TASK INSTRUCTIONS =
From the records below, reproduce word for word the lines from the one containing "Reviewer note: make sure each instance of the beige" up to and including the one containing "[(236, 148)]".
== == ==
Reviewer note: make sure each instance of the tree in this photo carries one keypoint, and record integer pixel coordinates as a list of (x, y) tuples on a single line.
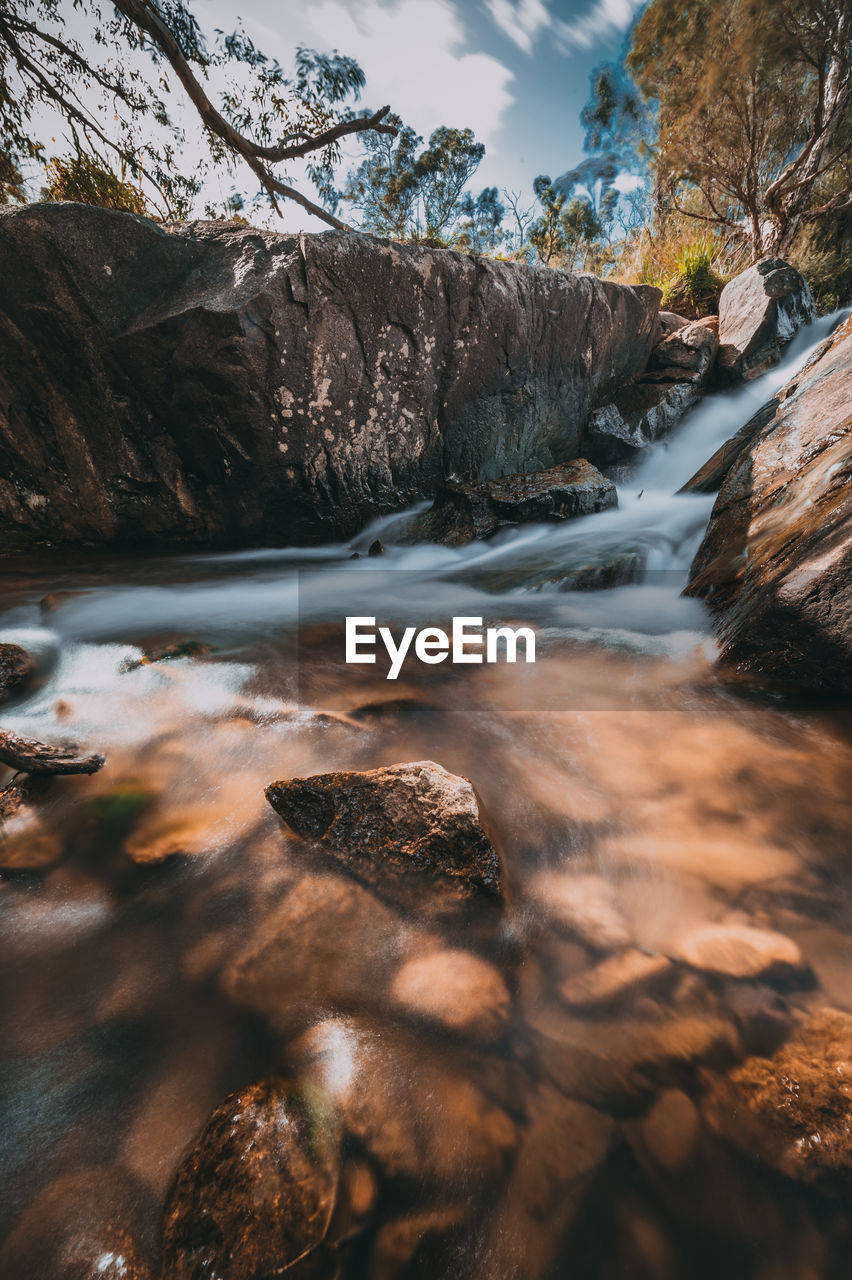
[(415, 196), (265, 118), (755, 110)]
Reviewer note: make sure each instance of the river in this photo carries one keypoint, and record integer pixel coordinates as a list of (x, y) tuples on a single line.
[(622, 758)]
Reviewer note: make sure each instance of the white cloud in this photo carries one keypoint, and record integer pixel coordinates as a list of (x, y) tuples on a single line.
[(412, 55), (520, 19), (603, 19)]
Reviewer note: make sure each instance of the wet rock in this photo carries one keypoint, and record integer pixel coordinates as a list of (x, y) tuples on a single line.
[(87, 1225), (615, 979), (466, 511), (759, 312), (401, 830), (791, 1111), (407, 1106), (639, 416), (329, 944), (456, 990), (299, 384), (670, 1132), (687, 355), (775, 563), (582, 906), (741, 951), (619, 1063), (259, 1189), (17, 668), (562, 1150)]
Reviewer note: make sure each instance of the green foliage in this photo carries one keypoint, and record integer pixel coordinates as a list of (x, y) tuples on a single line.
[(83, 179)]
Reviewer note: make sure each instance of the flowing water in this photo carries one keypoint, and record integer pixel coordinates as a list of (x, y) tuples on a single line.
[(151, 963)]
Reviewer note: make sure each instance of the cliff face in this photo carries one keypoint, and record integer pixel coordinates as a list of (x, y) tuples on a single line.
[(775, 563), (207, 383)]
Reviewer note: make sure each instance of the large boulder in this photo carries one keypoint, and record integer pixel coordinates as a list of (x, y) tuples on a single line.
[(465, 511), (209, 382), (759, 312), (775, 563), (413, 832)]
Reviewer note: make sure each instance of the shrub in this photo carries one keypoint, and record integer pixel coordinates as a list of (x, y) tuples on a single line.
[(88, 182)]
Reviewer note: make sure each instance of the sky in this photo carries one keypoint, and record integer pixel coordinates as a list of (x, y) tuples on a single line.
[(513, 71)]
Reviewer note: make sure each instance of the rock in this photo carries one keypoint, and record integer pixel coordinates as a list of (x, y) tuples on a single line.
[(401, 830), (329, 944), (741, 951), (687, 355), (259, 1189), (792, 1110), (670, 323), (615, 979), (562, 1150), (619, 1063), (583, 906), (417, 1116), (670, 1132), (639, 416), (466, 511), (457, 991), (17, 670), (86, 1225), (759, 312), (775, 563), (299, 384)]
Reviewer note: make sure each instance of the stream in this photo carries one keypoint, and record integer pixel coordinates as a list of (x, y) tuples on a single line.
[(143, 978)]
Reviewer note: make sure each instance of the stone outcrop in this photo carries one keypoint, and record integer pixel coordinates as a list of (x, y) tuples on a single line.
[(775, 563), (211, 383), (760, 310), (466, 511), (412, 832)]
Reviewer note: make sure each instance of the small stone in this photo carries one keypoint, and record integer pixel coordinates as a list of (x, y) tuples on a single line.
[(411, 831), (741, 951), (457, 990), (17, 670), (259, 1189), (583, 906), (792, 1111), (627, 973)]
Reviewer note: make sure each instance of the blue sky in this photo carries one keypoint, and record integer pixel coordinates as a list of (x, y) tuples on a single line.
[(514, 71)]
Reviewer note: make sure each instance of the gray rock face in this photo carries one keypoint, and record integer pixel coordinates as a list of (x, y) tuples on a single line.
[(639, 416), (775, 563), (759, 312), (209, 383), (466, 511)]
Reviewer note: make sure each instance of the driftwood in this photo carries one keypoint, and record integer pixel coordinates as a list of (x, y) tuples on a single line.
[(40, 758)]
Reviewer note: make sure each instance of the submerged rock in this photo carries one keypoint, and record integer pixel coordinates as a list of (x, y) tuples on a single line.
[(299, 385), (411, 831), (687, 355), (775, 563), (792, 1110), (86, 1225), (639, 416), (741, 951), (759, 312), (454, 990), (259, 1189), (466, 511), (17, 668)]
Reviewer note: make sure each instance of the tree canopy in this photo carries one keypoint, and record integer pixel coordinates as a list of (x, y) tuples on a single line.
[(754, 120), (118, 114)]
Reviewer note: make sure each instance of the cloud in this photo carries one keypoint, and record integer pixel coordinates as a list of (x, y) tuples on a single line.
[(603, 19), (520, 19), (412, 55)]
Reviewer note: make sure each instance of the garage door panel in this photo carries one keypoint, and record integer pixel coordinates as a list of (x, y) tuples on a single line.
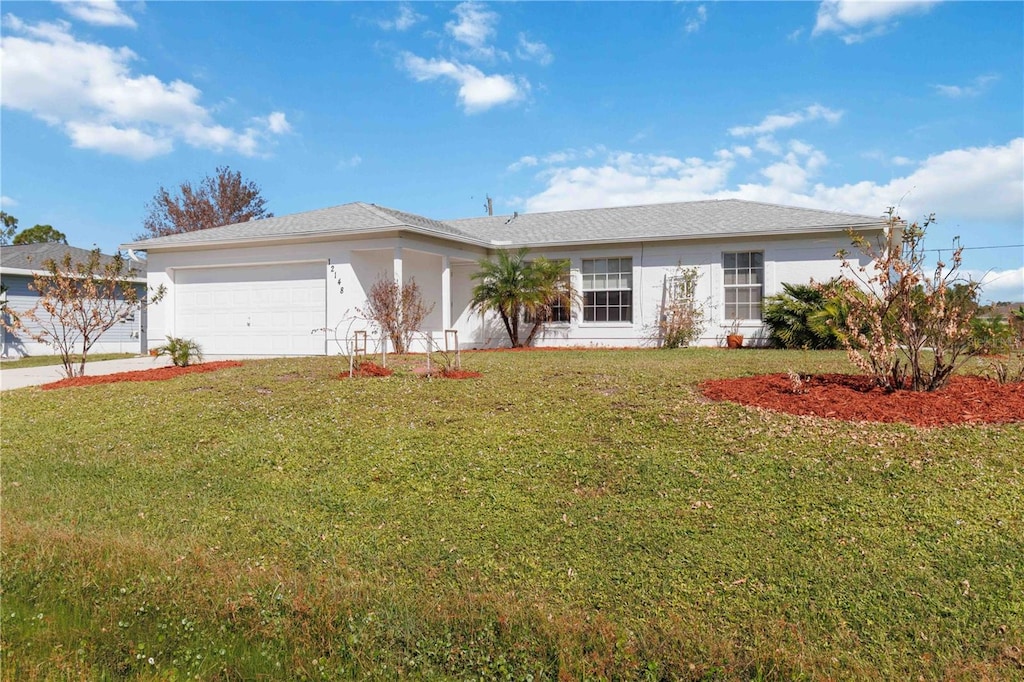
[(265, 309)]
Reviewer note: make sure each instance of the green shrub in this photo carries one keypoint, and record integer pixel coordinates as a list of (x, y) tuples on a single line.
[(991, 335), (806, 316), (181, 351)]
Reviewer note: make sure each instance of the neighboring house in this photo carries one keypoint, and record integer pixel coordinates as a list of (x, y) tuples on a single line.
[(18, 263), (266, 287)]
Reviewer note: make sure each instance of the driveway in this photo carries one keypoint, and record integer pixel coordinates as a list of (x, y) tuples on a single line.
[(35, 376)]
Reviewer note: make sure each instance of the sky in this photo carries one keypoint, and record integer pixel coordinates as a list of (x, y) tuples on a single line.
[(432, 107)]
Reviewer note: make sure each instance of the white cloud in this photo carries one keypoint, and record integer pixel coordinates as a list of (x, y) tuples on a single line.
[(856, 20), (474, 29), (534, 51), (777, 122), (89, 91), (130, 142), (523, 162), (406, 19), (350, 162), (983, 184), (278, 124), (98, 12), (975, 88), (1000, 285), (696, 22), (626, 178), (477, 91)]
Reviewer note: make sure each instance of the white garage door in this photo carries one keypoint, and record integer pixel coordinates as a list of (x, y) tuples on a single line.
[(253, 310)]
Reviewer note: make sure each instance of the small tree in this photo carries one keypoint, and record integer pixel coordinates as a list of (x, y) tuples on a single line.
[(8, 226), (897, 312), (398, 309), (223, 199), (682, 320), (78, 302), (518, 289)]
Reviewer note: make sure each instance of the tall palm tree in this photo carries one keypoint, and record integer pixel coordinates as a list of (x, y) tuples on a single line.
[(517, 289)]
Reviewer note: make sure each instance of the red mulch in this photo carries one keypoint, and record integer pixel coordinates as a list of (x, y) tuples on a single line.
[(156, 374), (963, 400)]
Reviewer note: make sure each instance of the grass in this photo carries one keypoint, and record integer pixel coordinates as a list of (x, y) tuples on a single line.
[(569, 515), (46, 360)]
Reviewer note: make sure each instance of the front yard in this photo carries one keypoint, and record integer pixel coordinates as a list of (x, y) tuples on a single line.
[(568, 515)]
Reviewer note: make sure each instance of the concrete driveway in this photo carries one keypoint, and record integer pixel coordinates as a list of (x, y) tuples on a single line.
[(35, 376)]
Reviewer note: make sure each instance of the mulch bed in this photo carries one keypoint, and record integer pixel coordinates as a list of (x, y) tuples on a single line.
[(851, 397), (156, 374)]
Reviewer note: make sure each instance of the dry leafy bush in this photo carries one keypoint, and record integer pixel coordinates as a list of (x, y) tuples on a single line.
[(907, 328), (398, 309), (683, 318)]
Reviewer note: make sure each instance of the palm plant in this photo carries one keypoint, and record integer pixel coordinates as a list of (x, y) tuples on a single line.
[(181, 351), (804, 316), (517, 289)]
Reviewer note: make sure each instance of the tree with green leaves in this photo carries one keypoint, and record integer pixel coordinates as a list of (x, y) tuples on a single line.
[(9, 227), (518, 289), (40, 235), (223, 199)]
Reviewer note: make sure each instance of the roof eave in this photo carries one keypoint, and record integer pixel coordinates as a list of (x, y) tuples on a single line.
[(784, 231), (31, 272), (305, 237)]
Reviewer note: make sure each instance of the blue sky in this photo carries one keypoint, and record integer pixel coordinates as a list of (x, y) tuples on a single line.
[(428, 108)]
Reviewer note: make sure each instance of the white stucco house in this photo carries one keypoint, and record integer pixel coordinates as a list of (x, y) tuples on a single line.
[(263, 287)]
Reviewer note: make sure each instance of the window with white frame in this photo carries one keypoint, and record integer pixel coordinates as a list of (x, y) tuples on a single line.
[(743, 275), (607, 290)]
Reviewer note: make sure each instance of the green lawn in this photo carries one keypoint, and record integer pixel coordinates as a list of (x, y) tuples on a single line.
[(569, 515), (44, 360)]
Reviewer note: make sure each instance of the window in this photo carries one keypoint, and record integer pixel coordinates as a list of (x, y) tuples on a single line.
[(607, 290), (744, 275)]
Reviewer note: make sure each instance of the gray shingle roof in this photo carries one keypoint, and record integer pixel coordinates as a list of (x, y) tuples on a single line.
[(345, 219), (33, 256), (656, 221), (686, 219)]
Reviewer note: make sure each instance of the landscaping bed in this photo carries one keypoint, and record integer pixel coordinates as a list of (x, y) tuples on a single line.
[(156, 374), (856, 397)]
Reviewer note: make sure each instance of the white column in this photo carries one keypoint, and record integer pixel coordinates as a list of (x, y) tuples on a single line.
[(397, 265), (445, 294)]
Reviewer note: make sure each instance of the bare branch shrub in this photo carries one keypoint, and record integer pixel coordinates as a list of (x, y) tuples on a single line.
[(682, 320), (906, 327), (78, 302), (398, 309)]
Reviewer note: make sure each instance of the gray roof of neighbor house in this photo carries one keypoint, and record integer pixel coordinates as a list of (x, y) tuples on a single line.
[(656, 221), (32, 257), (353, 218)]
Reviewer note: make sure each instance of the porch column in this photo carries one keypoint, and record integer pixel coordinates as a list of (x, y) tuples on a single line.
[(397, 266), (445, 294)]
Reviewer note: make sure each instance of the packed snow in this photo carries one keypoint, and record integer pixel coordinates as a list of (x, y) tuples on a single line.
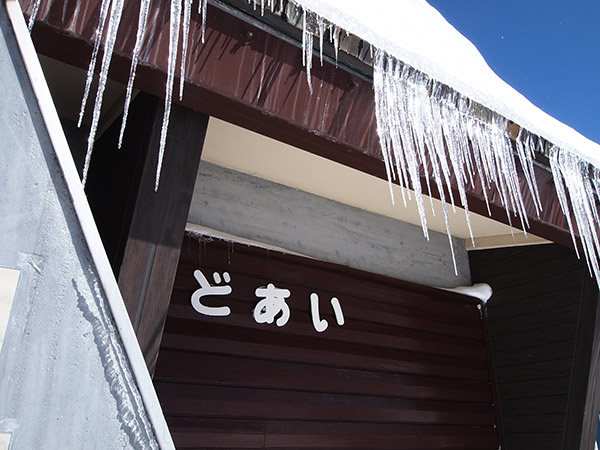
[(440, 109)]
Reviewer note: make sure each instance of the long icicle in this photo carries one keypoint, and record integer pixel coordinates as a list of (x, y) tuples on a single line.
[(116, 12), (104, 9), (139, 40), (187, 12), (36, 8), (175, 18)]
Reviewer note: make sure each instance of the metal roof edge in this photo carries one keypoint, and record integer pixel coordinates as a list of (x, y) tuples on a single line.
[(83, 212)]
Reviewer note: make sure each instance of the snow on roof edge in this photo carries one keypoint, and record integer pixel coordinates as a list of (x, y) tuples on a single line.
[(420, 36)]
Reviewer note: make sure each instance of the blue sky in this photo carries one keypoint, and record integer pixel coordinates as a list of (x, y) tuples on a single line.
[(549, 50)]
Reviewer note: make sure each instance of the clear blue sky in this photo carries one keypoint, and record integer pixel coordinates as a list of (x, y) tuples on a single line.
[(549, 50)]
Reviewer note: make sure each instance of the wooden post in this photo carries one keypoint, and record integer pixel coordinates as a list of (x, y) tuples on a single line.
[(143, 229)]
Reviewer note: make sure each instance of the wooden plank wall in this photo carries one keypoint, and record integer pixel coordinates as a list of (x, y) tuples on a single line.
[(533, 318), (408, 369)]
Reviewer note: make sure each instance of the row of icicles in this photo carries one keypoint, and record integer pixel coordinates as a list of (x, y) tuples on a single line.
[(424, 127)]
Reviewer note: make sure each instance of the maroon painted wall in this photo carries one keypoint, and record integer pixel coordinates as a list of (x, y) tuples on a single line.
[(408, 369)]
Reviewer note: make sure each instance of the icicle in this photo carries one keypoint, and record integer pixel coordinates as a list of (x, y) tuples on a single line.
[(175, 19), (573, 184), (116, 11), (423, 123), (187, 12), (321, 27), (104, 9), (307, 44), (202, 11), (335, 40), (36, 8), (139, 39)]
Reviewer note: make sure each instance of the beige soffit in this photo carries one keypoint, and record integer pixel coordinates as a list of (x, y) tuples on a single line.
[(236, 148)]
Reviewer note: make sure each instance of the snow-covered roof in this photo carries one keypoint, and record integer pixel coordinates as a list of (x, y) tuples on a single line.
[(440, 109), (417, 34)]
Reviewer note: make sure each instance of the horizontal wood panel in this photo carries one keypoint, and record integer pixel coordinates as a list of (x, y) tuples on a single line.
[(211, 401), (361, 333), (408, 369), (535, 353), (363, 309), (310, 434), (328, 277), (291, 349), (222, 370)]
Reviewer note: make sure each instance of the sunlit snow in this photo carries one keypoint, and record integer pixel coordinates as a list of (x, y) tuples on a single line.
[(440, 109)]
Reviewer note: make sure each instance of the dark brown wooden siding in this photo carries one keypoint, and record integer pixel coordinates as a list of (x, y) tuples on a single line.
[(409, 369), (534, 317)]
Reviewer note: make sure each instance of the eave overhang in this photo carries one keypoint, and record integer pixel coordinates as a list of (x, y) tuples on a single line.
[(250, 77)]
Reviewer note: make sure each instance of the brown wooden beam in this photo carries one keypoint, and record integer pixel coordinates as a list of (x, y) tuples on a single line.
[(142, 230), (245, 76)]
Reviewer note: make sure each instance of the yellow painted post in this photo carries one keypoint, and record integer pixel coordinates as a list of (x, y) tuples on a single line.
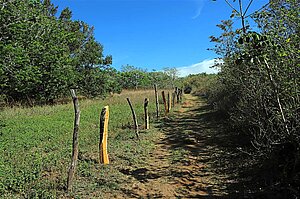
[(104, 117)]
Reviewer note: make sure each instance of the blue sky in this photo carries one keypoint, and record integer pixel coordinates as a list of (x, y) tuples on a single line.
[(153, 34)]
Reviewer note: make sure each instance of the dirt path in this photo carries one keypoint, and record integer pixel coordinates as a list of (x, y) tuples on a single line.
[(183, 164)]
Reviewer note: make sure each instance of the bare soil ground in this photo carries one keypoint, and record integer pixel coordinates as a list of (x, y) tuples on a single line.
[(185, 161)]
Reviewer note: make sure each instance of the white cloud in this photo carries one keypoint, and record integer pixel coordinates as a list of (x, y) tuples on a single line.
[(202, 67), (199, 7)]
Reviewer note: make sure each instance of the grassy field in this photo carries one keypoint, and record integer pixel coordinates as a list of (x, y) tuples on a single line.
[(36, 144)]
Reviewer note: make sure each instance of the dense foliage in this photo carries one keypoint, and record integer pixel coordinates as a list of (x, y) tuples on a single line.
[(43, 54), (258, 88), (137, 78)]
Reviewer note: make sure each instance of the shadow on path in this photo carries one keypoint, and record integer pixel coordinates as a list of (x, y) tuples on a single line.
[(205, 168)]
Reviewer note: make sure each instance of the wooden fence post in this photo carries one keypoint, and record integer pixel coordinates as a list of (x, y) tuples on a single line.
[(72, 168), (156, 101), (165, 103), (169, 102), (136, 127), (146, 113), (173, 100), (177, 94), (104, 117)]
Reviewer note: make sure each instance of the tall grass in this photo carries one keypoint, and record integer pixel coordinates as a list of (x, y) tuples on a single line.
[(35, 147)]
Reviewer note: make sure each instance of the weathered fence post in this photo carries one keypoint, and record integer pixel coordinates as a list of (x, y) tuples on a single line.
[(165, 103), (180, 95), (173, 100), (156, 101), (146, 113), (136, 127), (72, 168), (177, 94), (104, 117), (169, 102)]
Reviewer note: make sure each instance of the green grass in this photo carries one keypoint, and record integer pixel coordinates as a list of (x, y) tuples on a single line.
[(36, 144)]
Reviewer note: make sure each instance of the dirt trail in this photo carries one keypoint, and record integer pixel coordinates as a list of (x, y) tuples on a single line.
[(182, 166)]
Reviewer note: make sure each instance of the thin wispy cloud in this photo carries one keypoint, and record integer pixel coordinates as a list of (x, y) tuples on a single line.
[(201, 67), (199, 7)]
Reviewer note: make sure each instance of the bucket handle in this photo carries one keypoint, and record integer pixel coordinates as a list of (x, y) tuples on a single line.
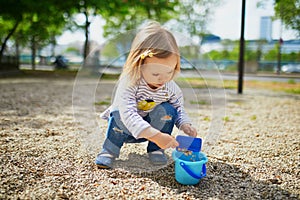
[(192, 174)]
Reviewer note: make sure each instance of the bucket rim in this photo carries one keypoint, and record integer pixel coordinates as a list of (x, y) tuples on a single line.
[(202, 161)]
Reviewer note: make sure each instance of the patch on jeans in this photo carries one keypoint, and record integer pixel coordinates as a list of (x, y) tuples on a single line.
[(166, 118), (117, 130)]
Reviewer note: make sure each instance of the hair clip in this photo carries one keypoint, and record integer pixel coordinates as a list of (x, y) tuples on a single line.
[(146, 53)]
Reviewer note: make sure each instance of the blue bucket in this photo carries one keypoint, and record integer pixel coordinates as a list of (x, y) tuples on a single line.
[(189, 168)]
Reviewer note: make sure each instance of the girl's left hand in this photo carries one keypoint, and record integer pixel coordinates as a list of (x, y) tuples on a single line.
[(189, 130)]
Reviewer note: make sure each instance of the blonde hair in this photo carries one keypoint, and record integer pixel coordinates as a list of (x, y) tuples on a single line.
[(152, 38)]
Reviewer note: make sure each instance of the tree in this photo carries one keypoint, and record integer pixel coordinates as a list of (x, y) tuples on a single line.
[(288, 11), (32, 21)]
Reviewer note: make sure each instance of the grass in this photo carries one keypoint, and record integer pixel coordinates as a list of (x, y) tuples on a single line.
[(291, 86)]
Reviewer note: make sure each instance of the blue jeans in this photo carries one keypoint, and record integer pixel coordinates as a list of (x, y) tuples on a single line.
[(162, 117)]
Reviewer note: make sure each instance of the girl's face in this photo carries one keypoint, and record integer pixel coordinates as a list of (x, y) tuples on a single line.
[(158, 71)]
== == ==
THE COMPLETED TASK =
Reviewer note: make sure each instance of the beige soffit in this photo carries one keypoint, and record integer pixel coordinates as a list of (x, y) tuples on a single line.
[(236, 148)]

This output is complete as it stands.